●先進国中、最も労働生産性の低い日本
次にお話しするのは、働き方の改革についてです。これは、農業と並んでもう一つの大きな岩盤です。どういうことかと言いますと、日本人はよく働くと言われていますが、皆さん知っていますか? 日本の労働生産性は先進国の中で一番低いのです。いつそういうことになってしまったのかというと、この20年ぐらいずっと落ちているのです。
その背景にはこういう理由があります。賃金が労働時間で決まるようになっているからです。これは、日本の頑迷な労働法がそうなっているのですね。世界の労働法は随分と違います。産業によって労働法が違っていたりしますし、主要国では、ホワイトカラーは労働法を適用していません。日本だけ、忠実にありとあらゆる労働者に、ホワイトカラーから何から全部含めて、19世紀的工場法、つまり労働時間で全て決めるという労働法になっているのです。これは珍しい国です。

- _提供情報_

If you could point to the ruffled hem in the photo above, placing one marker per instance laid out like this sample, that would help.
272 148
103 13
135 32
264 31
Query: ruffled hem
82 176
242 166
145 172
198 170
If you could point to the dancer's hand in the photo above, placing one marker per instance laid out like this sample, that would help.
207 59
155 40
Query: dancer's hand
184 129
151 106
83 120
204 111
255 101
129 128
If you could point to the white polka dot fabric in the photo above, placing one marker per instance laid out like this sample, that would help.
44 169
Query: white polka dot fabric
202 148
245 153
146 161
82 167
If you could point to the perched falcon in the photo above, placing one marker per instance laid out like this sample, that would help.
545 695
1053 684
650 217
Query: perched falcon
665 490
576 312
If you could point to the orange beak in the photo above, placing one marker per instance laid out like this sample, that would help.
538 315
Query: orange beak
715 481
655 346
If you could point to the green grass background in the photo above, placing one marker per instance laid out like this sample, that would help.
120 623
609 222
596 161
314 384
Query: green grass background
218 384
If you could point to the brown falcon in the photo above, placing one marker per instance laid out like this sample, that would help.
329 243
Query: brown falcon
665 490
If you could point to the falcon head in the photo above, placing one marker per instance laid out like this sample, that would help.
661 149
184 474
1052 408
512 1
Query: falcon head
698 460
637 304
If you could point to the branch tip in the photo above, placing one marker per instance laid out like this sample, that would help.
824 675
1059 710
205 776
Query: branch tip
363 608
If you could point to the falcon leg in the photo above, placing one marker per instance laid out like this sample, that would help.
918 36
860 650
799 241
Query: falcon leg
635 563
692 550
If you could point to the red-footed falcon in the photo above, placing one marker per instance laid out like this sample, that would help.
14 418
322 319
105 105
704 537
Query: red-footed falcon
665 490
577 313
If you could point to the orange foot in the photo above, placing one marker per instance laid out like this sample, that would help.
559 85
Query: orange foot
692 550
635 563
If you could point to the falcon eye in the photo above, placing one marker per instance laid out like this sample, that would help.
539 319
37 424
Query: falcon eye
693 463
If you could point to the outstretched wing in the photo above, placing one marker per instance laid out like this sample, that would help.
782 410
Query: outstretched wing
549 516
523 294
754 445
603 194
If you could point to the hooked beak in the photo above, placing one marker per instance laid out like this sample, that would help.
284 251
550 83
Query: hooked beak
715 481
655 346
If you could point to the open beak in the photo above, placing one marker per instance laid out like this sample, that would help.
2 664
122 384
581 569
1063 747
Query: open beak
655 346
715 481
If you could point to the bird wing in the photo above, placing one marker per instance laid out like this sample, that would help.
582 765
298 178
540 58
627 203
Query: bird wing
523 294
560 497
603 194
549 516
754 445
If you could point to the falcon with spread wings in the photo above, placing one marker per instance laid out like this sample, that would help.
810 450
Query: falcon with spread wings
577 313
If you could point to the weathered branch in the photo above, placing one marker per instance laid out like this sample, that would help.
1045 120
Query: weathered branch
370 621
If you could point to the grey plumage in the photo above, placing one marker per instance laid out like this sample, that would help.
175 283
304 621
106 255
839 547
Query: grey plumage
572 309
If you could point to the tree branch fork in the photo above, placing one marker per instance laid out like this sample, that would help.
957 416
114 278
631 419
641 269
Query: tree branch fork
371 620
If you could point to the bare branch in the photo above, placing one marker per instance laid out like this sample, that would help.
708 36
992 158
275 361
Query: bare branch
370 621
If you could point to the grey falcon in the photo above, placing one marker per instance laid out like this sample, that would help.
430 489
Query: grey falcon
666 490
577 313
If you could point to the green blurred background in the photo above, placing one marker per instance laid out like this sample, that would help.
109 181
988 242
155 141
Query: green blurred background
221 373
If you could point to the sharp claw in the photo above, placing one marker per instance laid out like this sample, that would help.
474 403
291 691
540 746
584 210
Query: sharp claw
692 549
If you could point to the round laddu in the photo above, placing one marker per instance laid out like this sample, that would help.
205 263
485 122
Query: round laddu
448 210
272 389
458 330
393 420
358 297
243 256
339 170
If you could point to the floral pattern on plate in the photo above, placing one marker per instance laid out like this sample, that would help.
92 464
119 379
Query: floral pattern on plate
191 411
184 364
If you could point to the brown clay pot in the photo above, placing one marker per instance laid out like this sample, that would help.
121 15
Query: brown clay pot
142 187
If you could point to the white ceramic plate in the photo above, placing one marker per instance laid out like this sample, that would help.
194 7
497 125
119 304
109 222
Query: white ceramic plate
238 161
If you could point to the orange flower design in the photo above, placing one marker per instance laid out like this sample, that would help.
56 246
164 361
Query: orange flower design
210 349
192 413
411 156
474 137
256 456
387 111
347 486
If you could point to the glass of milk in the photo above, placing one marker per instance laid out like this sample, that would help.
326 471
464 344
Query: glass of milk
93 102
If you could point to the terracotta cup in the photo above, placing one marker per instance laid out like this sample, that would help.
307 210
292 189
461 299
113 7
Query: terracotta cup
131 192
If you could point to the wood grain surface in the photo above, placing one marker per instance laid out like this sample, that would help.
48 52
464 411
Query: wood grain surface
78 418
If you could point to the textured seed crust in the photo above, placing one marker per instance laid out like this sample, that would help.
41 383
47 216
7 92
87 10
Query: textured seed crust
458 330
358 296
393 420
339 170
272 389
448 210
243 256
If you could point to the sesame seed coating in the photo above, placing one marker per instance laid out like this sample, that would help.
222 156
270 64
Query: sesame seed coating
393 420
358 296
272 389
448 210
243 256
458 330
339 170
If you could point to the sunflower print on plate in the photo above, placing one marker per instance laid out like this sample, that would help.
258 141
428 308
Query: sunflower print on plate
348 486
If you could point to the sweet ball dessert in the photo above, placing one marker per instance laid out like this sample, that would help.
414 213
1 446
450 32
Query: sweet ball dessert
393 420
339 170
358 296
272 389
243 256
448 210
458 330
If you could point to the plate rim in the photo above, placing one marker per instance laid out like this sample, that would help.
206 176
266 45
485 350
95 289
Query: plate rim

- _以下の課題_
- A) 提示文に出てくる「労働」で始まる語を、重複を除いてすべて、登場順に挙げてください。
- B) 提示文のうち、「その背景にはこういう理由があ」を含む箇所から書き写し始め、「のです。これは珍しい国です。」まで来たら止めてください。一字一句変えずに写してください。

- _課題の解答_
- A) 労働生産性、労働時間、労働法、労働者

- B)
その背景にはこういう理由があります。賃金が労働時間で決まるようになっているからです。これは、日本の頑迷な労働法がそうなっているのですね。世界の労働法は随分と違います。産業によって労働法が違っていたりしますし、主要国では、ホワイトカラーは労働法を適用していません。日本だけ、忠実にありとあらゆる労働者に、ホワイトカラーから何から全部含めて、19世紀的工場法、つまり労働時間で全て決めるという労働法になっているのです。これは珍しい国です。